List of tasks =
1) In the Hamilton's principle abstracts, what method is adopted to discretize the formulation in the temporal domain?
2) List every numerical property that the Hamilton's principle abstracts attribute to the temporal finite element method, and give the system or model each one applies to.
3) Resume the Hamilton's principle abstracts, starting after their last sentence.

Temporal finite element methods through the extended framework of Hamilton's principle

With basic ideas of mixed Lagrangian formulation and sequential assigning process for initial conditions, the extended framework of Hamilton’s principle (EHP) was recently developed for continuum dynamics. Unlike the original Hamilton’s principle, this new variational framework can fully take initial conditions into account for both linear and nonlinear dynamics, so that it provides a sound base to apply a finite element scheme over the temporal domain without any ambiguity. This paper describes temporal finite element approach stemming from the extended Hamilton’s principle, which focuses initially on classical single-degree-of-freedom oscillators such as Kelvin–Voigt damped oscillator and an elasto-viscoplastic model. In each case, an appropriate weak form is provided and a corresponding formulation is discretized in the temporal domain with the adoption of Galerkin’s method. Basic numerical properties are investigated for the developed numerical algorithms with several computational examples for the elasto-viscoplastic model. For the underlying conservative system, the present method is symplectic and unconditionally stable with respect to the time step. On the other hand, the method provides unconditionally stable and noniterative algorithm for the elasto-viscoplastic model.

Extended framework of Hamiltons principle for thermoelastic continua

Based upon the extended framework of Hamiltons principle, a variational formulation for fully coupled thermoelasticity is presented. The resulting formulation can properly account for all the governing differential equations as well as initial/boundary conditions. Thus, it provides the basis for a class of unified spacetime finite element methods. By employing bar elements in one-dimensional space along with linear shape functions temporally, the simplest spacetime finite element method is presented herein with representative examples for its validity.

Dataset excerpt =
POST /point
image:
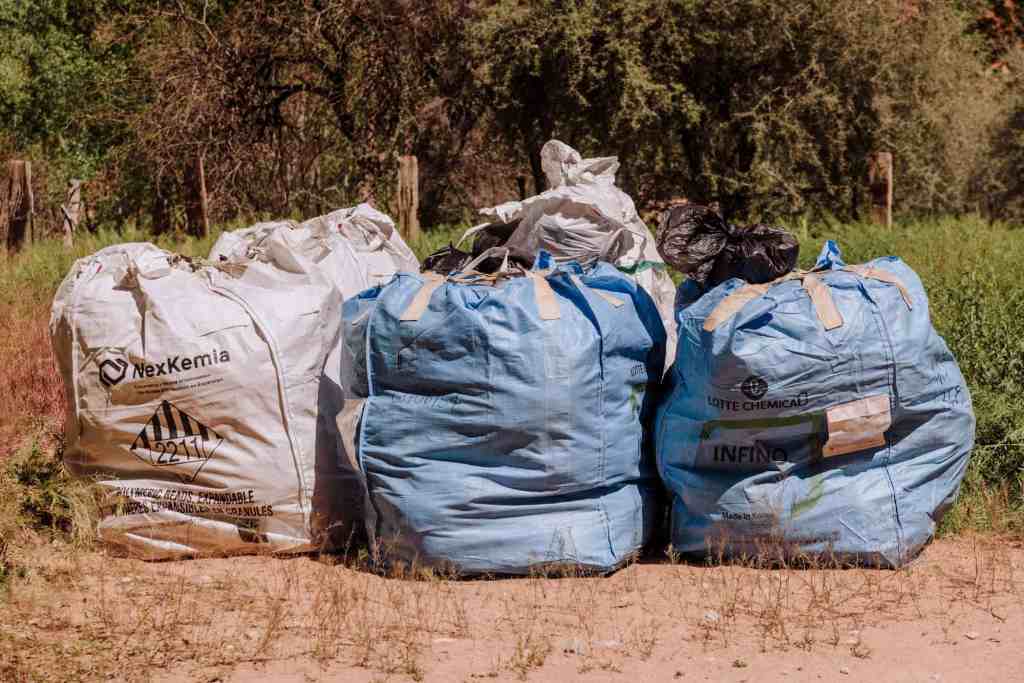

Solved problems =
1) Galerkin's method.

2)
- Symplectic: the underlying conservative system
- Unconditionally stable with respect to the time step: the underlying conservative system
- Unconditionally stable: the elasto-viscoplastic model
- Noniterative: the elasto-viscoplastic model

3)
Unified Space–Time Finite Element Methods for Dissipative Continua Dynamics

Based upon the extended framework of Hamilton’s principle, unified space–time finite element methods for viscoelastic and viscoplastic continuum dynamics are presented, respectively. For numerical efficiency, mixed time-step algorithm in time- and displacement-based algorithm in space are adopted. Through analytical investigation, we demonstrate that the Newmark’s constant average acceleration method and the present method are the same for viscoelasticity. With spatial eight-node brick elements, some numerical simulations are undertaken to validate and investigate the performance of the present non-iterative space–time finite element method for viscoplasticity.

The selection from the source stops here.